### [Dataset rows]
— BEGIN —

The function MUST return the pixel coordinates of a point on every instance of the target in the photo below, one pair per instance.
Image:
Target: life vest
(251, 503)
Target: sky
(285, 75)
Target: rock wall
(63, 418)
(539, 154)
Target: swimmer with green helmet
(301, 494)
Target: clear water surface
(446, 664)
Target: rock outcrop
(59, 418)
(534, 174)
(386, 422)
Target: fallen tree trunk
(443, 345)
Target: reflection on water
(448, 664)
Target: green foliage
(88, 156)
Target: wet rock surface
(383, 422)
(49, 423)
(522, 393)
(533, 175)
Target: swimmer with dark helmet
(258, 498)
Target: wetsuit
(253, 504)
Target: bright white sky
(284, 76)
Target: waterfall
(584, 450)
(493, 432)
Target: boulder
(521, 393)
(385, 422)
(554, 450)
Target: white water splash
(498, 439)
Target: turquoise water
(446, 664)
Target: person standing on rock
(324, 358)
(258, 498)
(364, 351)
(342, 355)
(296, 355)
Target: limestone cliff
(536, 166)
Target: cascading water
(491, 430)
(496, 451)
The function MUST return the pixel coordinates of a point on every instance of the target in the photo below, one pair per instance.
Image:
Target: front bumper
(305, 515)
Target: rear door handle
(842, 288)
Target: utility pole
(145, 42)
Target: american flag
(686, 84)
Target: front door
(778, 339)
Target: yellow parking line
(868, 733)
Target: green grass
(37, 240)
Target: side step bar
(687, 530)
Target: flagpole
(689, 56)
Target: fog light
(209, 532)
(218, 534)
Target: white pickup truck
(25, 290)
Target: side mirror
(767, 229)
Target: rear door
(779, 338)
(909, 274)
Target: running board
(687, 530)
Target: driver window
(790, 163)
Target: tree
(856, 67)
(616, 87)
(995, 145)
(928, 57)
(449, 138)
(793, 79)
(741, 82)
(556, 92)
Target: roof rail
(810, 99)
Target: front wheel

— END —

### [Exercise details]
Copy all of the material above, changing "boulder" to "large rock" and leaving every other line and character unchanged.

### [The result]
The function MUST return the pixel coordinates of a point on every instance of the target in the photo below, one pair per instance.
Image:
Target: life vest
(251, 503)
Target: sky
(285, 75)
Target: rock wall
(63, 418)
(539, 154)
Target: swimmer with green helmet
(301, 494)
Target: clear water surface
(446, 664)
Target: rock outcrop
(59, 418)
(534, 174)
(386, 422)
Target: fallen tree trunk
(443, 345)
Target: reflection on water
(448, 664)
Target: green foliage
(88, 156)
Target: wet rock surface
(383, 422)
(49, 423)
(522, 393)
(533, 175)
Target: swimmer with dark helmet
(258, 498)
Target: wetsuit
(253, 504)
Target: bright white sky
(284, 76)
Target: waterfall
(584, 450)
(493, 432)
Target: large rock
(521, 393)
(385, 422)
(554, 450)
Target: white water splash
(498, 439)
Target: turquoise water
(446, 664)
Target: person standing on rock
(324, 358)
(258, 498)
(364, 351)
(342, 355)
(296, 355)
Target: limestone cliff
(536, 166)
Target: cascading water
(491, 430)
(496, 451)
The function MUST return the pixel coordinates of a point on every instance of the target in the photo below, one pair per instance.
Image:
Target: front bumper
(305, 515)
Target: rear door handle
(842, 288)
Target: utility pole
(145, 42)
Target: american flag
(686, 84)
Target: front door
(778, 339)
Target: yellow parking line
(868, 733)
Target: green grass
(37, 240)
Target: side step bar
(687, 530)
Target: flagpole
(689, 56)
Target: fog light
(209, 532)
(218, 534)
Target: white pickup truck
(25, 290)
Target: side mirror
(767, 229)
Target: rear door
(779, 338)
(909, 274)
Target: running board
(687, 530)
Target: driver window
(790, 163)
Target: tree
(856, 67)
(616, 87)
(995, 145)
(928, 57)
(449, 138)
(793, 79)
(741, 82)
(556, 92)
Target: roof rail
(810, 99)
Target: front wheel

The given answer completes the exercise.